───── Provided text ─────
Typhoon Cimaron struck the Kansai region of Japan on 23 August 2018 and Typhoon Jebi did so on 4 September 2018. An unusually large numbers of vehicles were nominated in the declarations relating to those months. The respondent insurers declined cover for certain claims, which are the subject of this proceeding. The applicants sought declarations in the High Court that the respondents were liable for damage to their vehicles and, by declining cover, were in breach of the contracts of insurance.
In the High Court, Gault J found the policy required insureds to evince an intention to take insurance, and notifying ATL was insufficient: it was not an agent of the insurers.[1] Only JDA Co. Ltd had evidenced its intention to take insurance prior to the attachment of risk; the other applicants, Nikkyo Co. Ltd and Integrity Exports Co. Ltd, had not.[2]
[1]JDA Co. Ltd v AIG Insurance New Zealand Ltd [2021] NZHC 2912 [HC judgment].
[2]At [61]–[70].
Secondly, the Judge held the premium clause (requiring monthly declaration to the insurer) was a promissory warranty for the purposes of s 34 of the Marine Insurance Act 1908, requiring exact compliance (failing which liability is discharged). The Judge held that there was a breach of this warranty when a vehicle was not included in the declaration in the month following the month it entered the pre-shipment holding yard. JDA’s vehicle entered the yard on 3 August 2018 and was omitted from the 12 September 2018 declaration. More generally, the applicants were not entitled to cover for vehicles entering a pre-shipment holding yard in or before July 2018 but then only declared (as occurred) on 12 September 2018, or vehicles entering a yard in or before August 2018 but then only declared on 10 October 2018. The insurers’ liability arose only on a declaration compliant with the terms of the policy.[3]
[3]At [81] and [86]–[95].
─────
> _Given exercise 1_
From the passage on the typhoon insurance claims, list every distinct full calendar date, with day, month and year.
> _Given exercise 2_
Decide whether each statement agrees with the passage on the typhoon insurance claims. Answer yes or no for each, and quote the words of the passage that settle it.
(a) Typhoon Jebi struck the Kansai region of Japan on 4 September 2018.
(b) Gault J found that ATL was an agent of the insurers.
(c) Nikkyo Co. Ltd had evidenced its intention to take insurance before the attachment of risk.
> _Given exercise 3_
Rewrite the part of the passage on the typhoon insurance claims that starts with "Typhoon Cimaron struck" and runs through "contracts of insurance.". Put "District Court" in place of "High Court".
───── Information given ─────
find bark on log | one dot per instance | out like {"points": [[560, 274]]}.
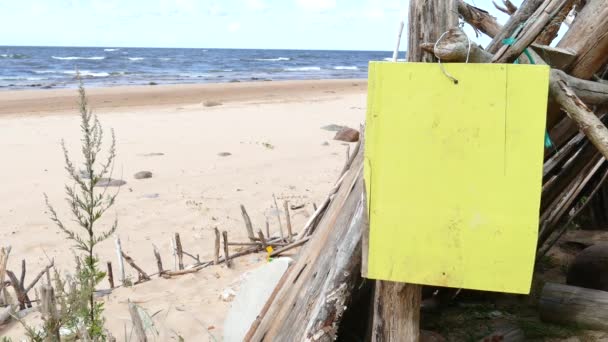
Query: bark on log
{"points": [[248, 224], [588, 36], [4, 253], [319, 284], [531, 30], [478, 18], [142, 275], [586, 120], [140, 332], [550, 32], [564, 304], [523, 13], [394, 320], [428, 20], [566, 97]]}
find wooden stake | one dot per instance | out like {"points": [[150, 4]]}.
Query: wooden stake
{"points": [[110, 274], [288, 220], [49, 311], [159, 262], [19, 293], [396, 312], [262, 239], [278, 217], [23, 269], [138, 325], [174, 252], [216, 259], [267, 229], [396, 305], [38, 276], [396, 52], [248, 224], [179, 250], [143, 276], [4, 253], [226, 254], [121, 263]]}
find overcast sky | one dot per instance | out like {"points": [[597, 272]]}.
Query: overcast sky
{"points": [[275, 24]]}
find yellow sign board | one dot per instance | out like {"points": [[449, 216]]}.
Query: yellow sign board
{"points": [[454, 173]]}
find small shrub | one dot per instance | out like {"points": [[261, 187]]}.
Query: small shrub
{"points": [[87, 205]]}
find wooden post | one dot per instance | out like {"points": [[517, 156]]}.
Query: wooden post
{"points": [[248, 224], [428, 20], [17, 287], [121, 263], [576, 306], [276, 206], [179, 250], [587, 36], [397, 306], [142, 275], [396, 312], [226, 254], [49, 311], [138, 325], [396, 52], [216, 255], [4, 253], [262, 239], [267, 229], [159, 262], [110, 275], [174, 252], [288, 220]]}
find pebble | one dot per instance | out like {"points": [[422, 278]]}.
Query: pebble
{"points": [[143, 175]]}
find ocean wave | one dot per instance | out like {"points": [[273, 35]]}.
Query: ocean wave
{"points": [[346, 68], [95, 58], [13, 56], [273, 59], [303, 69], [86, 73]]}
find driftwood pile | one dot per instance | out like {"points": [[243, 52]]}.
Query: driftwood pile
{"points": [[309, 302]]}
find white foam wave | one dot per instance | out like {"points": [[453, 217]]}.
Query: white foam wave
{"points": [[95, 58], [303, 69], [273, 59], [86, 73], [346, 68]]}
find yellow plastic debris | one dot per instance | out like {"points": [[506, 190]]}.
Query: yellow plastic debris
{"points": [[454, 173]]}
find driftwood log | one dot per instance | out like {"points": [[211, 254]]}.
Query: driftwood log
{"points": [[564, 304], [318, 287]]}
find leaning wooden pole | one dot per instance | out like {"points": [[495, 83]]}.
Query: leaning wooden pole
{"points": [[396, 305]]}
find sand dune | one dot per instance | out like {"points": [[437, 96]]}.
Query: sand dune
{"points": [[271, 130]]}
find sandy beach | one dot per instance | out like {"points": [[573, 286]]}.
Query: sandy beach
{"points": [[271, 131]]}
─────
───── Information given ─────
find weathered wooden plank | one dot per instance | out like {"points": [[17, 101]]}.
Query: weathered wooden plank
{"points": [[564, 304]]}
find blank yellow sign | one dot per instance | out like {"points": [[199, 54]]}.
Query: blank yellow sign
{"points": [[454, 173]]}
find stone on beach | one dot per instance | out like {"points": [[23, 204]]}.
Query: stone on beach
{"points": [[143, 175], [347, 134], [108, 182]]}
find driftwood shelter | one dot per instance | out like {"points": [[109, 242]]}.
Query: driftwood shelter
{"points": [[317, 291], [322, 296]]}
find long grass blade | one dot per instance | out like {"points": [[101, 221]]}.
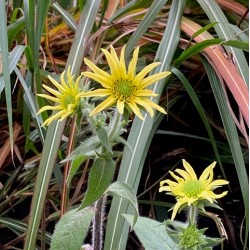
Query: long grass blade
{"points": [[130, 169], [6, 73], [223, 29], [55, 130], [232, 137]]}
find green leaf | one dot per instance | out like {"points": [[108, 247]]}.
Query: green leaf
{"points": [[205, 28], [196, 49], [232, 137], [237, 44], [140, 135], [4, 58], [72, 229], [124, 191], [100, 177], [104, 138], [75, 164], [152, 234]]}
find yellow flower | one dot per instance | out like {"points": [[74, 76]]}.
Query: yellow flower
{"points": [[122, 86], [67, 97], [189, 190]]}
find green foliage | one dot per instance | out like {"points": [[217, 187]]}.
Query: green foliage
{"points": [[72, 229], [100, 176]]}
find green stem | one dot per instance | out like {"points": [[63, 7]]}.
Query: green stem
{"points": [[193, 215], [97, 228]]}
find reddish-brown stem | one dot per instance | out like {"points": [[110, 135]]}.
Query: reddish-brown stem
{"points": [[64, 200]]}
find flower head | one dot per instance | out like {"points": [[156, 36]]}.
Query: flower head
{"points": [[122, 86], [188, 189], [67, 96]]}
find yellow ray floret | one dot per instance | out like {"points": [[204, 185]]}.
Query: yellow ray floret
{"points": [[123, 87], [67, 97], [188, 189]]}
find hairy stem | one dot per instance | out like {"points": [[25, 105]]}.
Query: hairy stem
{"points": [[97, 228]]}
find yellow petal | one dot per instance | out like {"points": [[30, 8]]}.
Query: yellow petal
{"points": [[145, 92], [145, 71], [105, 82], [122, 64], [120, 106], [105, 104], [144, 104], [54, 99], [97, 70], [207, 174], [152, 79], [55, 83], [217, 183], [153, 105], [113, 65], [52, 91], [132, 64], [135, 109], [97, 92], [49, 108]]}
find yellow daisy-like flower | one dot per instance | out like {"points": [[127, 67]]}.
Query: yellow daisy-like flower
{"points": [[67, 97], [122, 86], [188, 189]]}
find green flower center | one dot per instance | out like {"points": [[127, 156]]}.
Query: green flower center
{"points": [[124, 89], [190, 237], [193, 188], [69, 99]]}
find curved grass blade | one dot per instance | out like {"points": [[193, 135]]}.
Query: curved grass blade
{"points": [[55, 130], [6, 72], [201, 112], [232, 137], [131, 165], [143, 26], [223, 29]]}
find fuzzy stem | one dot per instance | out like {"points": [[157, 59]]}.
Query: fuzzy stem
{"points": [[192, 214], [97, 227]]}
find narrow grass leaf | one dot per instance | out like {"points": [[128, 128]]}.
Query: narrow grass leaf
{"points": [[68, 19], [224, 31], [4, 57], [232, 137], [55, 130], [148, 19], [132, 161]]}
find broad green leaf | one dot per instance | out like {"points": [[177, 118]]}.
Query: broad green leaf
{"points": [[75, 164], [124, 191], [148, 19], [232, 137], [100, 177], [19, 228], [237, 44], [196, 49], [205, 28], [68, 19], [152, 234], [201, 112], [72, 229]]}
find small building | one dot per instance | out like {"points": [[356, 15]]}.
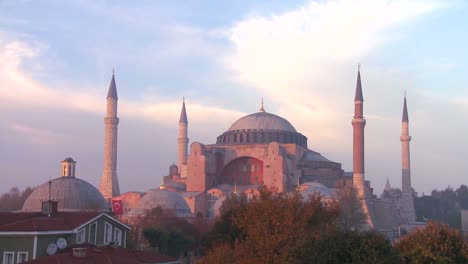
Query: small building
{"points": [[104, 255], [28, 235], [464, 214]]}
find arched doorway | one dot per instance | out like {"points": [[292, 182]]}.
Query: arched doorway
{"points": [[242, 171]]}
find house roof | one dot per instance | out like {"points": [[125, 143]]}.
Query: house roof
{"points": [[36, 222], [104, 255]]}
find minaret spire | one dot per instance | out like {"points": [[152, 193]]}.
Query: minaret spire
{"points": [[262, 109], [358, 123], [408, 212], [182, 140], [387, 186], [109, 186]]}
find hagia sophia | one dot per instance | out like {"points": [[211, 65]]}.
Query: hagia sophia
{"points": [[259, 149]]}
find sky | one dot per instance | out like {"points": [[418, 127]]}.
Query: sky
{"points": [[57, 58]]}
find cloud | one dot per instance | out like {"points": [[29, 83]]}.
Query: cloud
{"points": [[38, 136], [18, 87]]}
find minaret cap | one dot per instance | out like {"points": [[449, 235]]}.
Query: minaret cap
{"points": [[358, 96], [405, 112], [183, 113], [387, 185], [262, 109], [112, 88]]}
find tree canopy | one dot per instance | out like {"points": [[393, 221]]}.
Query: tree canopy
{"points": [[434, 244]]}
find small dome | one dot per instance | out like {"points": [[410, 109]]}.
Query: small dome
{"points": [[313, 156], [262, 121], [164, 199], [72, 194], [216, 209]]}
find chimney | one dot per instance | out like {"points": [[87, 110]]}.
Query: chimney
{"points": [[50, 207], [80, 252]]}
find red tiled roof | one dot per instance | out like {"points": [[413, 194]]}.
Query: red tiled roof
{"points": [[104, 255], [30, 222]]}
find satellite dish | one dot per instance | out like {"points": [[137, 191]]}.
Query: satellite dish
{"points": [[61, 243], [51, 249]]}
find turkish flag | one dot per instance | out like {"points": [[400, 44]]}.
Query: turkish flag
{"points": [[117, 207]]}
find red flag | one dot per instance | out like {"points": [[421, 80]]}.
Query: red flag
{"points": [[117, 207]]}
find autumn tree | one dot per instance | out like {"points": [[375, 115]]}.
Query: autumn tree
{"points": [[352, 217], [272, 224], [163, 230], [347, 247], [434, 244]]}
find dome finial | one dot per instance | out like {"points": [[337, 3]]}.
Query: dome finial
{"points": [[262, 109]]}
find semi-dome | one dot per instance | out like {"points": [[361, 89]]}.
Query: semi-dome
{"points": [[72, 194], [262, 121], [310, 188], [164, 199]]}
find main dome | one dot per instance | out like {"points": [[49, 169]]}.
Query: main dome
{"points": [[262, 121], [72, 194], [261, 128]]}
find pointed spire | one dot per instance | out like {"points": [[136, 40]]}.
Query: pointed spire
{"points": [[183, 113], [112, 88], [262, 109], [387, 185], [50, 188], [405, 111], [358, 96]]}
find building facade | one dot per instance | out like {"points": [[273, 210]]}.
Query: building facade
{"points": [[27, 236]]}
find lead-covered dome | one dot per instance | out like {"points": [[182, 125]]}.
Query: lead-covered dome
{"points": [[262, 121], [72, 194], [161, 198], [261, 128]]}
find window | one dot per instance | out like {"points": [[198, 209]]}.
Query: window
─────
───── Information given ─────
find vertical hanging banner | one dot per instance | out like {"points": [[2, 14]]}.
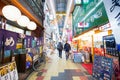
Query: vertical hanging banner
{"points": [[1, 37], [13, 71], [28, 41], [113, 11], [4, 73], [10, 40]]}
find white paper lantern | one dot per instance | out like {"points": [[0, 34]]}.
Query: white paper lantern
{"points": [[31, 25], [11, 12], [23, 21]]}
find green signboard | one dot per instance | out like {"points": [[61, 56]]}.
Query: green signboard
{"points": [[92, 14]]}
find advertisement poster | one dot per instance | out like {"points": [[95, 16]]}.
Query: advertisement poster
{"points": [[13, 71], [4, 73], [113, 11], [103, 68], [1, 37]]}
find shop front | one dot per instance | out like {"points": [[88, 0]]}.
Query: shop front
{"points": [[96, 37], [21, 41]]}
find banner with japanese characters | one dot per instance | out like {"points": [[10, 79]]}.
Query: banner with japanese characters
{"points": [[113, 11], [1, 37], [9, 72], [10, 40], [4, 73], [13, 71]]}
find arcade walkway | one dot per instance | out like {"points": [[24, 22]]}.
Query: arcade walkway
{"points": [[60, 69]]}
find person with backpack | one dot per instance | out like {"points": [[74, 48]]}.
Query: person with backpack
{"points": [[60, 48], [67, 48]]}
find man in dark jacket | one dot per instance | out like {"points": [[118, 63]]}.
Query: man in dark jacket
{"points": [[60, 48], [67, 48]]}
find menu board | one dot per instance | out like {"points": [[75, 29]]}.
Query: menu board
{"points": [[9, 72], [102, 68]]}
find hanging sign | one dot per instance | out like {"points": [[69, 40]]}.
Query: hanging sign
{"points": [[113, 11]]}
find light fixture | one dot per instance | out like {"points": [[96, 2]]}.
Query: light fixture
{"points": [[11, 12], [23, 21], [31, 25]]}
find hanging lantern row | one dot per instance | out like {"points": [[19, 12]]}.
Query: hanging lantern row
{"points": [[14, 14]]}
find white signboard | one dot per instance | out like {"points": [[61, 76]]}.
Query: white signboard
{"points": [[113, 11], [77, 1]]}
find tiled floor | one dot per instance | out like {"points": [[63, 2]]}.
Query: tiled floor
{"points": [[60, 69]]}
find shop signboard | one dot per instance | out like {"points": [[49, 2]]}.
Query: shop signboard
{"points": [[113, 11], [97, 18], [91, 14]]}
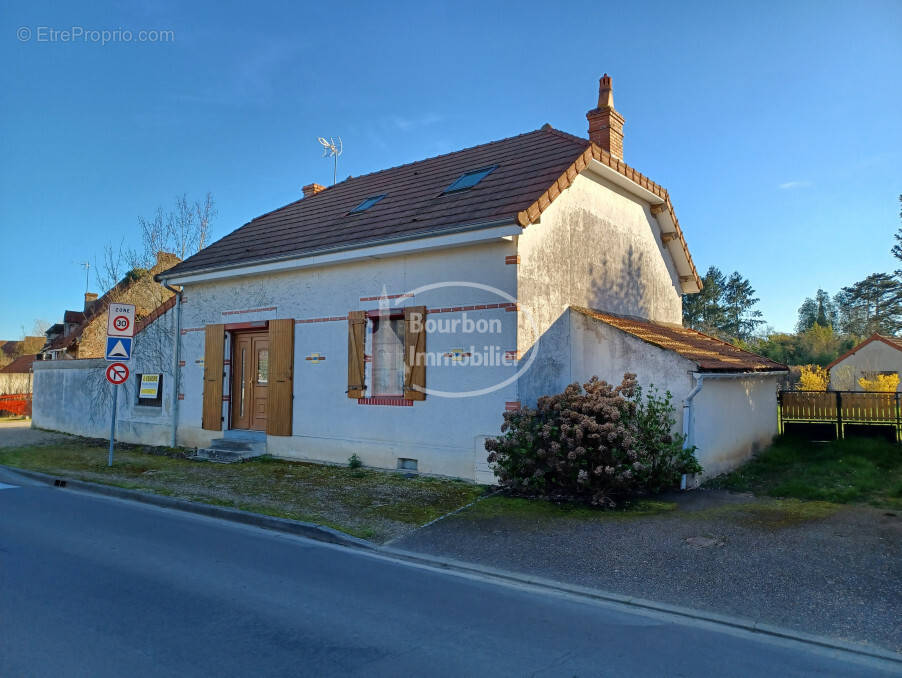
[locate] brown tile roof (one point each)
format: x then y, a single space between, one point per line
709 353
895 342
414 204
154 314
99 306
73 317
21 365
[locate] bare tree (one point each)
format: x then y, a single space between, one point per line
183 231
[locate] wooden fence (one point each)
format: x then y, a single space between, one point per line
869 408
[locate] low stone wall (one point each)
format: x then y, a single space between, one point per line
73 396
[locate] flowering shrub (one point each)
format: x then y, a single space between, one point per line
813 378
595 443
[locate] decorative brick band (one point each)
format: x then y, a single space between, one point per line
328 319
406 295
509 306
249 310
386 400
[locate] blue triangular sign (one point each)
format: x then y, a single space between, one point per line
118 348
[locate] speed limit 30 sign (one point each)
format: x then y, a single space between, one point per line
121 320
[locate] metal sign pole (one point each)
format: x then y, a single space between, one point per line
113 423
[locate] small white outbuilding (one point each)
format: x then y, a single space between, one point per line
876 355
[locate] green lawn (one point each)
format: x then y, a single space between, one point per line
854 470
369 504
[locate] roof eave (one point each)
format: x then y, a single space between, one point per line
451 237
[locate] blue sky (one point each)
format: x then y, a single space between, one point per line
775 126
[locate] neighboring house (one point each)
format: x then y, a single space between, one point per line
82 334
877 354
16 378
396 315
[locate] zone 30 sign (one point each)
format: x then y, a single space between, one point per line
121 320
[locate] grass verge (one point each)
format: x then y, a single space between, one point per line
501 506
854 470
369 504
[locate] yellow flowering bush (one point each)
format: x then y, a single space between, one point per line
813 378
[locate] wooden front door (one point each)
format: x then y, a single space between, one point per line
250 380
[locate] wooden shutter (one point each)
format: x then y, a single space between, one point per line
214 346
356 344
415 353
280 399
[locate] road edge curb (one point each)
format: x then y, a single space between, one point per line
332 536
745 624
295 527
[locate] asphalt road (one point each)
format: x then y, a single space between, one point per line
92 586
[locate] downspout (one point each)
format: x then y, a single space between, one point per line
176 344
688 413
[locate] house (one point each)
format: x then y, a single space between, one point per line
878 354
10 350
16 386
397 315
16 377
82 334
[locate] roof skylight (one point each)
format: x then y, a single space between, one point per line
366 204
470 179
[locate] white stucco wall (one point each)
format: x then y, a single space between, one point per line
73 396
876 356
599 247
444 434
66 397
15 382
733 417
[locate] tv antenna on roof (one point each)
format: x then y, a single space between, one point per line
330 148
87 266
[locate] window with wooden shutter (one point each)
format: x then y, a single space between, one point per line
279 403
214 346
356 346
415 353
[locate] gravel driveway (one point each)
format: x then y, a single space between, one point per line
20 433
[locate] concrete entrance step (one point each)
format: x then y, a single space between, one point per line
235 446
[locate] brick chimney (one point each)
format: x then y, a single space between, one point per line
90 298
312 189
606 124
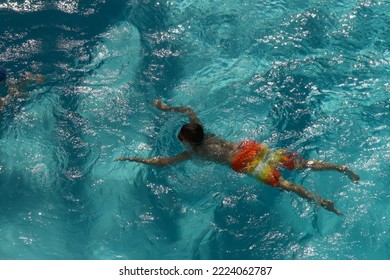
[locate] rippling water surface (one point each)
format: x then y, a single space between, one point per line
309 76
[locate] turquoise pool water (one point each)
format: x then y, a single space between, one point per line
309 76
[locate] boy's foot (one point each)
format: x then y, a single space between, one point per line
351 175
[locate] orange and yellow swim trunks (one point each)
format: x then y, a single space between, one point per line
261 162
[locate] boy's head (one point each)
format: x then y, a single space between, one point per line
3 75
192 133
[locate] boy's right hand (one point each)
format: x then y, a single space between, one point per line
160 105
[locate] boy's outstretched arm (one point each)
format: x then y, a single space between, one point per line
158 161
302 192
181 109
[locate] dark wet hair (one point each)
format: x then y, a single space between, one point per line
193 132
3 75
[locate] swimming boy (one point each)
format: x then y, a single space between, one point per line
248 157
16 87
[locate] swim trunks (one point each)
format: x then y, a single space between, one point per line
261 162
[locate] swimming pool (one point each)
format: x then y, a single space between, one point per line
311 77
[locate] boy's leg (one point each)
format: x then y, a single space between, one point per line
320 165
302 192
─────
> _Written reply 1_
23 August 2018, 4 September 2018, 3 August 2018, 12 September 2018, 10 October 2018

> _Written reply 2_
(a) Yes: "Typhoon Jebi did so on 4 September 2018"
(b) No: "it was not an agent of the insurers"
(c) No: "the other applicants, Nikkyo Co. Ltd and Integrity Exports Co. Ltd, had not"

> _Written reply 3_
Typhoon Cimaron struck the Kansai region of Japan on 23 August 2018 and Typhoon Jebi did so on 4 September 2018. An unusually large numbers of vehicles were nominated in the declarations relating to those months. The respondent insurers declined cover for certain claims, which are the subject of this proceeding. The applicants sought declarations in the District Court that the respondents were liable for damage to their vehicles and, by declining cover, were in breach of the contracts of insurance.